§ WHAT THE TASK REQUIRES
The line containing "Point out every instance of the horizontal" marks the start. Return it and every later line of the listing below exactly, ending with the last one.
▼
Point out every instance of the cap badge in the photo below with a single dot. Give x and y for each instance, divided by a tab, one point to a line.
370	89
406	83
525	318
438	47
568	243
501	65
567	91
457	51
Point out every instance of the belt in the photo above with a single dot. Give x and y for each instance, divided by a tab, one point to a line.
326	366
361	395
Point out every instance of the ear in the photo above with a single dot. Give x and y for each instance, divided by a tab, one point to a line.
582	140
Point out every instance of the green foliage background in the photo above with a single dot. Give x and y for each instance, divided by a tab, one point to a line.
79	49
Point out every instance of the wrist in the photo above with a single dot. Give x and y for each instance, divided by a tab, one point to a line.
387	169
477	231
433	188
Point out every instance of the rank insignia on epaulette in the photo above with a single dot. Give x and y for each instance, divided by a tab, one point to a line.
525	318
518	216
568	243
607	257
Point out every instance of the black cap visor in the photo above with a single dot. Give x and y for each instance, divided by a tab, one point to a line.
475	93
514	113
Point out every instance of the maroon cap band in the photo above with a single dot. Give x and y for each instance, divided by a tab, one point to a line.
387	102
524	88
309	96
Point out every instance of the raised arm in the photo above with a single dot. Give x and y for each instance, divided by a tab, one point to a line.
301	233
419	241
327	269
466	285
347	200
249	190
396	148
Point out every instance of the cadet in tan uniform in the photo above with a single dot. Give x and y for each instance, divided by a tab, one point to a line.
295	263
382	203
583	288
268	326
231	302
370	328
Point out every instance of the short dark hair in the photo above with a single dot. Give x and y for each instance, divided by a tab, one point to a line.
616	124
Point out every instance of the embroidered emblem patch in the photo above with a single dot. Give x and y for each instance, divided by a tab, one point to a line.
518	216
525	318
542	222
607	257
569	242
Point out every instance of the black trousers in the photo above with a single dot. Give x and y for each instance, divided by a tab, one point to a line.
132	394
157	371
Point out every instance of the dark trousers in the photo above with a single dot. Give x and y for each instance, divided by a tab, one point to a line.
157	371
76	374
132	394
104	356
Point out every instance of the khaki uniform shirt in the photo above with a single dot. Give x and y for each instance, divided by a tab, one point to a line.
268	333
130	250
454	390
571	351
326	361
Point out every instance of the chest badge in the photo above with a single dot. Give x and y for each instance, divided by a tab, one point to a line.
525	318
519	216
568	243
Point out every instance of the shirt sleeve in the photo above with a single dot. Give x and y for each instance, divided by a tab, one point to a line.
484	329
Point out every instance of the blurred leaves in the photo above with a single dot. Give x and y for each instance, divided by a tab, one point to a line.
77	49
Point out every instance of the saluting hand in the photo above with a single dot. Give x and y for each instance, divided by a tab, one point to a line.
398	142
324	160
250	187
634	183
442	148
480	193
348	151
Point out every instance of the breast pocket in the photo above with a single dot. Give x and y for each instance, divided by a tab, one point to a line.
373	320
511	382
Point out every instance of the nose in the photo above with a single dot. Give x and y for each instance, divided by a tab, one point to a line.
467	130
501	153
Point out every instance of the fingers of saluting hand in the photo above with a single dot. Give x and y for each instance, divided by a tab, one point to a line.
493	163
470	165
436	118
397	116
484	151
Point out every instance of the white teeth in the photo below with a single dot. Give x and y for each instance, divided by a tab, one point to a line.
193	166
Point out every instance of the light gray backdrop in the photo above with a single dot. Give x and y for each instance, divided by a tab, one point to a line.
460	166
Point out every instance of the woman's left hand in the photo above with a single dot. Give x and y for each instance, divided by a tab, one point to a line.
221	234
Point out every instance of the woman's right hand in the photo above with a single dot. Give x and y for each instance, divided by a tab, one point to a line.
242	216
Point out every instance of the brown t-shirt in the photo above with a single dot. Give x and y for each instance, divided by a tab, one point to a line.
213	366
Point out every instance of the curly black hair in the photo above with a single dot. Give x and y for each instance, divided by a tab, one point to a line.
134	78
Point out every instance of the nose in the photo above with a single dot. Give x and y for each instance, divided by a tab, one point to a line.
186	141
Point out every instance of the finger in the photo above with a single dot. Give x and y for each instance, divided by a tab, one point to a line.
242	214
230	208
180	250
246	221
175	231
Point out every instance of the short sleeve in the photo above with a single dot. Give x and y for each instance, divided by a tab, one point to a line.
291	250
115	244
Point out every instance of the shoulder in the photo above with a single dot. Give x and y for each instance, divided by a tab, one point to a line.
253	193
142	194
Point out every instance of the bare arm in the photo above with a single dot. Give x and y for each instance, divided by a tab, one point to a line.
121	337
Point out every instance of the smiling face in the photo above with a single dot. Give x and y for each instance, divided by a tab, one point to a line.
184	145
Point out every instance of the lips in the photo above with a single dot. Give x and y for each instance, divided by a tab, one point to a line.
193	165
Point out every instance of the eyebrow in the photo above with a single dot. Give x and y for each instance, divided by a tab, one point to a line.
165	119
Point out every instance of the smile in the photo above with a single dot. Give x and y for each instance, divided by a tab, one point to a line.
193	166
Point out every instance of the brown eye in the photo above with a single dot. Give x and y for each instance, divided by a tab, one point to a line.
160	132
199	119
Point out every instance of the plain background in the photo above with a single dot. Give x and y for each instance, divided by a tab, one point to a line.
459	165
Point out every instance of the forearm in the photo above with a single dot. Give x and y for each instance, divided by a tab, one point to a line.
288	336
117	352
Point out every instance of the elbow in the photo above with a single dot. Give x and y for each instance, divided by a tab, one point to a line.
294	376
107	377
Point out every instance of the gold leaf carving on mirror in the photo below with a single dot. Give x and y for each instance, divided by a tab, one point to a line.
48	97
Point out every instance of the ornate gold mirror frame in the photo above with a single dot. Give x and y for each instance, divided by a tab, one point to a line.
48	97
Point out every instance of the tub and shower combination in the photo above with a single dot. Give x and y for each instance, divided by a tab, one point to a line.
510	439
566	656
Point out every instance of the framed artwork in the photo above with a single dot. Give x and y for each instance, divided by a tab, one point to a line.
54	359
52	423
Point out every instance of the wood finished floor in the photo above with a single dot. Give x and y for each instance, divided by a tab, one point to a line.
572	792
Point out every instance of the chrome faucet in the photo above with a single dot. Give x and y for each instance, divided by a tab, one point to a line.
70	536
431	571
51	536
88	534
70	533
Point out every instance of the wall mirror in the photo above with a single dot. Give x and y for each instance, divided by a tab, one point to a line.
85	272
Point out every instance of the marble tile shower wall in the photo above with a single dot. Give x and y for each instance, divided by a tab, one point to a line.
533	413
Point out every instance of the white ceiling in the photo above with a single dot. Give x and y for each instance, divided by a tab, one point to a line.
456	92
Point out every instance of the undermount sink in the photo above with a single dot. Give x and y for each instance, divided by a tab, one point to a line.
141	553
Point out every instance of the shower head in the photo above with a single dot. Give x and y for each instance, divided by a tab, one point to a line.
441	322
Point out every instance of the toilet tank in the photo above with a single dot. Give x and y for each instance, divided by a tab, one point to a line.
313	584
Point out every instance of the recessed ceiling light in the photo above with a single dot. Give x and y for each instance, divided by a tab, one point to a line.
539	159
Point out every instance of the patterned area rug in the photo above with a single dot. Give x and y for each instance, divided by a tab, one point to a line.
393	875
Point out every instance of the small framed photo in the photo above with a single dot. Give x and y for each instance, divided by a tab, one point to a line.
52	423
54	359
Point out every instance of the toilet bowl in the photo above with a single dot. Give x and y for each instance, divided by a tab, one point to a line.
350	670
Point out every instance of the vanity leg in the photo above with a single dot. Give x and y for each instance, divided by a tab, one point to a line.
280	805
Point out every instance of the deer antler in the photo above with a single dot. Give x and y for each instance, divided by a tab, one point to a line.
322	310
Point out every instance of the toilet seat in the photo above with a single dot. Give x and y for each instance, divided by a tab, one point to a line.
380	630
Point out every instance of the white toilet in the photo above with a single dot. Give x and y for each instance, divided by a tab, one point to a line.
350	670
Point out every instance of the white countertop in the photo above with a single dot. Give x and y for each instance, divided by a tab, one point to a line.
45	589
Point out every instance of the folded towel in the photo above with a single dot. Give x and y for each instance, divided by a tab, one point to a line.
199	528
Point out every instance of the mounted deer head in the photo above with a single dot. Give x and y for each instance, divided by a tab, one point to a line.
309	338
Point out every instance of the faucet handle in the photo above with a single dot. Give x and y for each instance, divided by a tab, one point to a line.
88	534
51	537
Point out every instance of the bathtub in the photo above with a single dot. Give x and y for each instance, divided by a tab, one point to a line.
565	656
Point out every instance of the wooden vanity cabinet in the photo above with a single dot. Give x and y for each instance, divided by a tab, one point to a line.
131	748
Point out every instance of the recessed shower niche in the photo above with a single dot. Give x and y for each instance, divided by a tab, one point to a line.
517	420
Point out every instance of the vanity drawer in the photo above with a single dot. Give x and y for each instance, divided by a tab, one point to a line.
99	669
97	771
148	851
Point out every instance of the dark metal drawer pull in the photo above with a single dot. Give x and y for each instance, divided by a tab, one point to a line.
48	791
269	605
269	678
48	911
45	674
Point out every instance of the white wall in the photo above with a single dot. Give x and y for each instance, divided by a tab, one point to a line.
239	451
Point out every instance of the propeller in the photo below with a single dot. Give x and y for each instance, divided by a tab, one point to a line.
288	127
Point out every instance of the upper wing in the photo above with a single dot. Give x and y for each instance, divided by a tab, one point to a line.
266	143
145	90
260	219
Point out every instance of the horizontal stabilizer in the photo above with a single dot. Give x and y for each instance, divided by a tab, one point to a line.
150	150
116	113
▲
§ EXPECTED ANSWER
Point out every instance of the horizontal stabilizer in the photo above with a single dot. Give x and y for each instance, divided by a tab, one point to a line.
150	150
116	113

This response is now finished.